-- SOURCE EXCERPT --
****************************************

2. The system of claim 1, wherein the processor identifies at least one isolated peak of the trace using the series of expected peak times by identifying one or more peaks that has a minimum overlap with adjacent peaks by calculating intensities at midpoints between peaks using the series of expected peak times and selecting each peak that has an intensity at each midpoint with an adjacent peak that is less than a threshold intensity value, and identifying a peak of the one or more peaks that has a minimum overlap and that has the highest intensity as the at least one isolated peak.
3. The system of claim 1, wherein the at least two different distribution functions comprise a Gaussian distribution function.
4. The system of claim 1, wherein the at least two different distribution functions comprise a Weibull distribution function.
5. The system of claim 1, wherein the sample introduction system comprises a surface analysis system.
6. The system of claim 5, wherein the surface analysis system comprises a matrix-assisted laser desorption ionization (MALDI) device.
7. The system of claim 5, wherein the surface analysis system comprises a laser diode thermal desorption (LDTD) device.
8. The system of claim 1, wherein the sample introduction system comprises a flow injection device and an ion source device.
9. The system of claim 8, wherein the flow injection device comprises a timed valve device that injects sample into a flowing stream through a valve at each ejection time of the series of ejection times and wherein the ion source device ionizes samples of the flowing stream, producing the ion beam.
10. The system of claim 8, wherein the flow injection device comprises a droplet dispenser that ejects the series of samples as droplets into a flowing stream at each ejection time of the series of ejection times and wherein the ion source device ionizes samples of the flowing stream, producing the ion beam.

****************************************

-- DATASET EXTRACT --
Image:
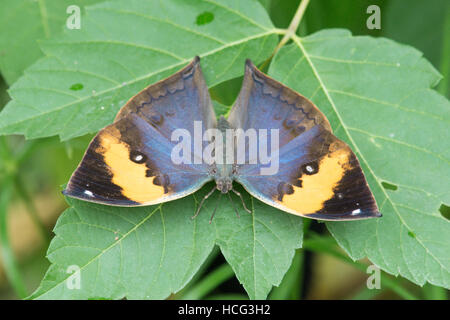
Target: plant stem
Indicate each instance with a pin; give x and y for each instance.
(290, 31)
(445, 61)
(293, 26)
(12, 272)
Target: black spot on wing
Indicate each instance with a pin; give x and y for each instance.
(352, 197)
(92, 180)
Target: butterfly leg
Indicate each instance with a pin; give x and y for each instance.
(242, 199)
(201, 202)
(214, 212)
(232, 203)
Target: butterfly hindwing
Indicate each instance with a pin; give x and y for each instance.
(318, 176)
(129, 162)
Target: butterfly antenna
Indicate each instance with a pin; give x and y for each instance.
(232, 203)
(242, 200)
(214, 212)
(201, 202)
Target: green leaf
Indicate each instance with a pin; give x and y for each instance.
(376, 94)
(124, 46)
(150, 252)
(22, 23)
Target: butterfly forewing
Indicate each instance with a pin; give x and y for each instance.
(318, 175)
(129, 162)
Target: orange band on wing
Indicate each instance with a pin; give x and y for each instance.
(318, 188)
(128, 175)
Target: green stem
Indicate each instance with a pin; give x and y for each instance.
(290, 31)
(209, 283)
(445, 61)
(12, 272)
(293, 26)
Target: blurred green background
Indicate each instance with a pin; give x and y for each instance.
(40, 167)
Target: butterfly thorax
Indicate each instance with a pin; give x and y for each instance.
(224, 173)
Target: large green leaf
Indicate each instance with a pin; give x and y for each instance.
(376, 94)
(150, 252)
(122, 47)
(22, 23)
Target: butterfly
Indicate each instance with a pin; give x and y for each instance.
(130, 162)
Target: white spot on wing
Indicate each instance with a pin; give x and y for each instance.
(88, 193)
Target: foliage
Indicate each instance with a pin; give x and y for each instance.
(376, 93)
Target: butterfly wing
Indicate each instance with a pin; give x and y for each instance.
(129, 163)
(318, 175)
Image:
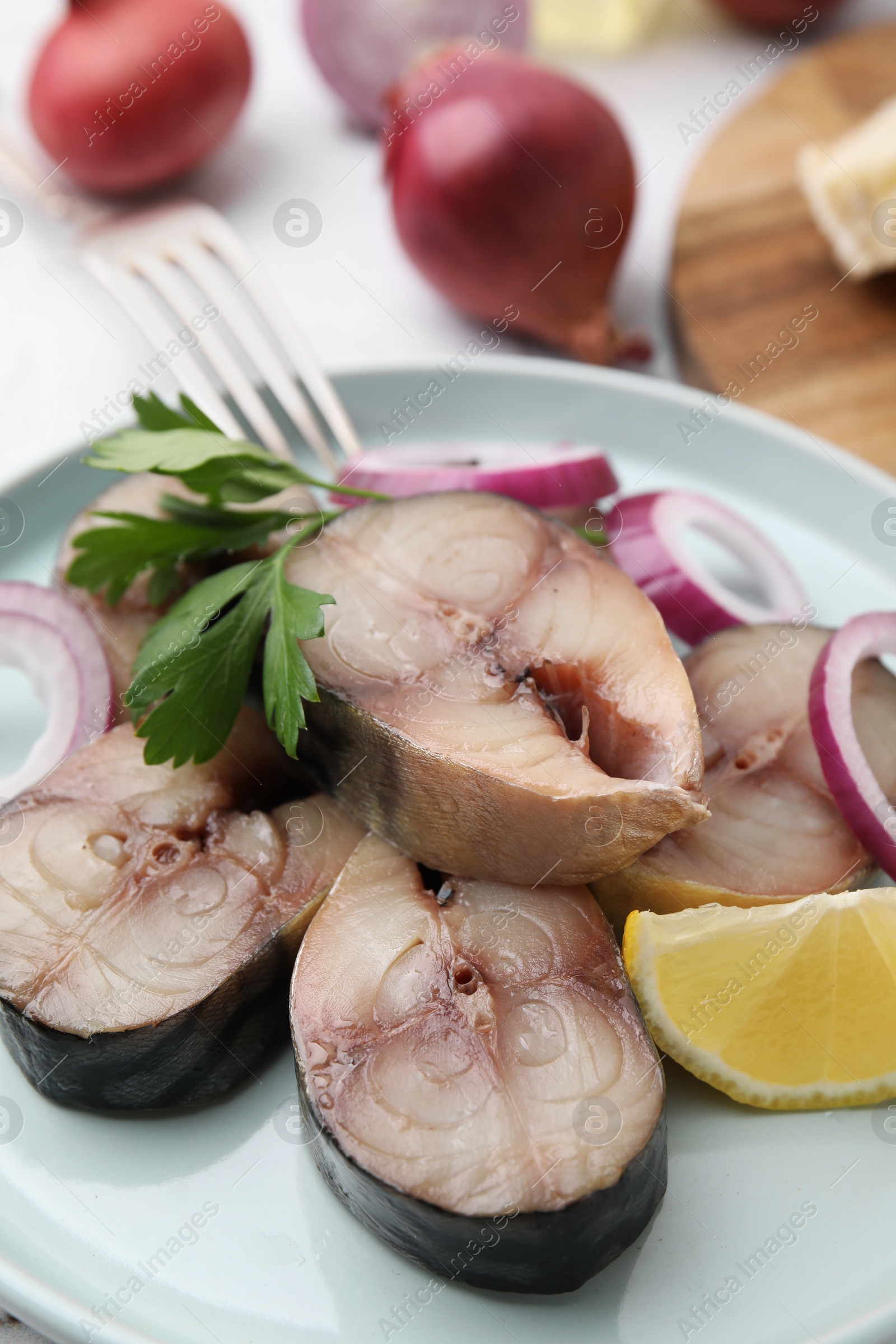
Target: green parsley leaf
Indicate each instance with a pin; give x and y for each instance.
(296, 615)
(209, 684)
(194, 666)
(179, 631)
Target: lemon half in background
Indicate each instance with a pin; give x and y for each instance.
(790, 1007)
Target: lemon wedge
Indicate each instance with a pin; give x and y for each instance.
(790, 1007)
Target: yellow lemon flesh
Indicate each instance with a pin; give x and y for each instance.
(792, 1007)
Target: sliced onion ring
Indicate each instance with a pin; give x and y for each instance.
(46, 636)
(830, 718)
(546, 476)
(648, 542)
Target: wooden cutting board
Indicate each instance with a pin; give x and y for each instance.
(749, 260)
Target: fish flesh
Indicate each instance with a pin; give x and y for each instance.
(494, 697)
(776, 832)
(476, 1056)
(150, 917)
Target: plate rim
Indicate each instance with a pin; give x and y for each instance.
(550, 367)
(54, 1312)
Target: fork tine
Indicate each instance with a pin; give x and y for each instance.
(176, 295)
(197, 263)
(143, 312)
(221, 237)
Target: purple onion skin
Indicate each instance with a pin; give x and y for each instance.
(362, 49)
(825, 687)
(559, 486)
(634, 545)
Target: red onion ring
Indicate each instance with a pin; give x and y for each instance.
(45, 635)
(647, 541)
(830, 718)
(540, 475)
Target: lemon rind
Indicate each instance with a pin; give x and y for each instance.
(638, 956)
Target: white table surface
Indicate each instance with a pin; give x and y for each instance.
(65, 347)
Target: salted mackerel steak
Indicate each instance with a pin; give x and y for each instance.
(150, 918)
(496, 698)
(776, 832)
(474, 1069)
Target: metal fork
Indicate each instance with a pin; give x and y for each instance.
(248, 368)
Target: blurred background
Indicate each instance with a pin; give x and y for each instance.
(65, 347)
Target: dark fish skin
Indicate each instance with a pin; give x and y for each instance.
(193, 1057)
(534, 1253)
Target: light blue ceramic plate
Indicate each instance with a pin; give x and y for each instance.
(86, 1200)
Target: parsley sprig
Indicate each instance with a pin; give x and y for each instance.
(194, 666)
(193, 670)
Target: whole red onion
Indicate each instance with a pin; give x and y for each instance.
(133, 93)
(362, 48)
(514, 190)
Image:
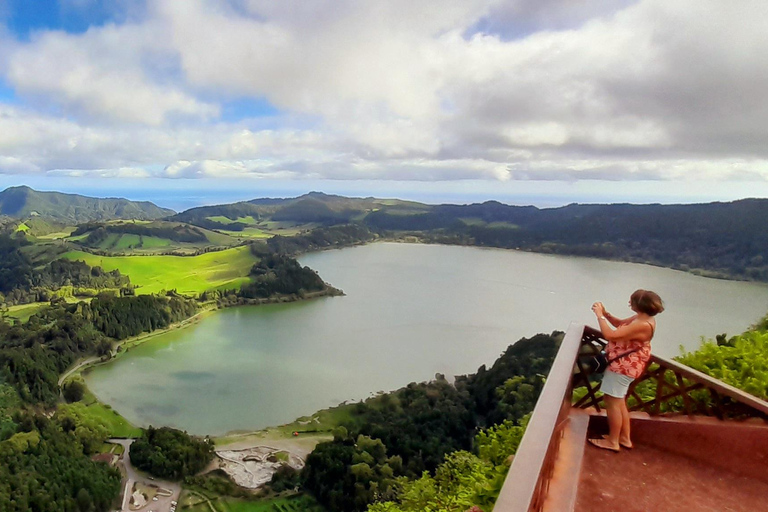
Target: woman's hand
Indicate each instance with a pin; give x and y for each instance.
(598, 309)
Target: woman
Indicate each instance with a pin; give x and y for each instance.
(629, 349)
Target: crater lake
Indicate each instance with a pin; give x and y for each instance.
(410, 311)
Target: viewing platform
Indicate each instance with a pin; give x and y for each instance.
(699, 444)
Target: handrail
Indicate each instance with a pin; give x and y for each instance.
(527, 482)
(682, 380)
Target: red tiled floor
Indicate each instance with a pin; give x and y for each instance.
(649, 479)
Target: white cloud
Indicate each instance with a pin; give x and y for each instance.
(418, 90)
(101, 74)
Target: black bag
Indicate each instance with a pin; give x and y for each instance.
(599, 362)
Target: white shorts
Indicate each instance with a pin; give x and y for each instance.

****************************************

-- EXERCISE TASKS --
**1)** In claim 7 of the patent claims, what device does the surface analysis system comprise?
**2)** Using claim 2 of the patent claims, explain how the processor finds peaks with minimum overlap and which of them it identifies as the isolated peak.
The entries aren't needed for this work.

-- THE SOLUTIONS --
**1)** A laser diode thermal desorption (LDTD) device.

**2)** The processor uses the series of expected peak times to calculate intensities at the midpoints between peaks. It selects each peak whose intensity at every midpoint with an adjacent peak is below a threshold intensity value. Among these minimum-overlap peaks, it identifies the one with the highest intensity as the isolated peak.